(Rows from a pointing dataset)
....

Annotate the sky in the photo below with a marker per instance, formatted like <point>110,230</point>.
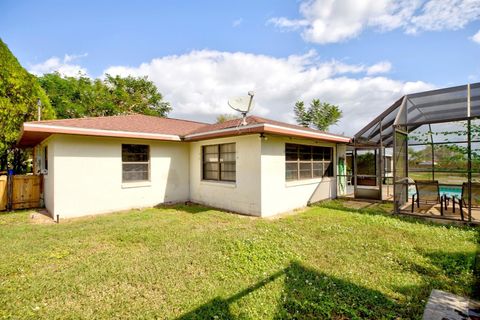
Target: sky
<point>360,55</point>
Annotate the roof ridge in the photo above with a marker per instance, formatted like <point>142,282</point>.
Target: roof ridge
<point>118,116</point>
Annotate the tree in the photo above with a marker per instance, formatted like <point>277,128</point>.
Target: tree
<point>319,114</point>
<point>19,95</point>
<point>221,118</point>
<point>301,114</point>
<point>137,95</point>
<point>81,97</point>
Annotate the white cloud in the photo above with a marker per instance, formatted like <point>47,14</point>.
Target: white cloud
<point>476,37</point>
<point>381,67</point>
<point>199,83</point>
<point>63,66</point>
<point>237,23</point>
<point>329,21</point>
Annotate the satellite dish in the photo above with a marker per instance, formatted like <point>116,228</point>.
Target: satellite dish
<point>242,105</point>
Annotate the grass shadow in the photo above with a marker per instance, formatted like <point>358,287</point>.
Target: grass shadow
<point>308,294</point>
<point>189,207</point>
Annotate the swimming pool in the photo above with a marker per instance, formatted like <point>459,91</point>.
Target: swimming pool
<point>449,191</point>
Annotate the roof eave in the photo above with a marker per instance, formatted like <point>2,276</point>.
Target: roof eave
<point>267,128</point>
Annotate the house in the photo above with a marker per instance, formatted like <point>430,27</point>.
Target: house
<point>105,164</point>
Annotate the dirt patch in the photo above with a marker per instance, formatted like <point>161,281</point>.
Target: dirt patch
<point>41,217</point>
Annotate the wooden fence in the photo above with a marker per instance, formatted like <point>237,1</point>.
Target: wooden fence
<point>3,193</point>
<point>20,192</point>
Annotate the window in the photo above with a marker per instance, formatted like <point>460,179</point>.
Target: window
<point>219,162</point>
<point>135,162</point>
<point>307,162</point>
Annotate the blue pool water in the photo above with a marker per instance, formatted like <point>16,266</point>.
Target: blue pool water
<point>449,191</point>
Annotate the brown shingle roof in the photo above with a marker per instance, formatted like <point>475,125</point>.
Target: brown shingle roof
<point>252,120</point>
<point>131,123</point>
<point>151,127</point>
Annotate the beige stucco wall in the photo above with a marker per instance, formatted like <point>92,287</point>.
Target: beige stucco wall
<point>280,196</point>
<point>87,173</point>
<point>242,196</point>
<point>85,176</point>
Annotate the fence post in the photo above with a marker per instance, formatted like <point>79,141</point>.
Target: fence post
<point>9,190</point>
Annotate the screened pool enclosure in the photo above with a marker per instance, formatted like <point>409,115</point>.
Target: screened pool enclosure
<point>422,153</point>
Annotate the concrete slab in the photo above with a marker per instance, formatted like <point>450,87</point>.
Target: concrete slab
<point>442,305</point>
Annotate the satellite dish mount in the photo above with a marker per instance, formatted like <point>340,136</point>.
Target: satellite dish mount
<point>242,105</point>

....

▶ _Instructions for the task_: Turn the records, starting at the beginning and ending at the line containing "<point>81,97</point>", into a Markdown table with the columns Row and Text, where Row numbers each line and Text holds the line itself. Skip blank lines, and leave the pictures out of the table.

▶ _Answer to the problem_:
| Row | Text |
|---|---|
| 1 | Annotate the sky in the photo below with a marker per instance, formatted like <point>110,230</point>. |
| 2 | Target: sky |
| 3 | <point>360,55</point> |
| 4 | Annotate the roof ridge in the photo above with a marker per instance, formatted like <point>142,282</point>. |
| 5 | Target: roof ridge |
| 6 | <point>118,116</point> |
| 7 | Annotate the tree in the photo above with a marker per instance, formatted like <point>277,128</point>. |
| 8 | Target: tree |
| 9 | <point>319,114</point> |
| 10 | <point>19,95</point> |
| 11 | <point>221,118</point> |
| 12 | <point>301,114</point> |
| 13 | <point>137,95</point> |
| 14 | <point>81,97</point> |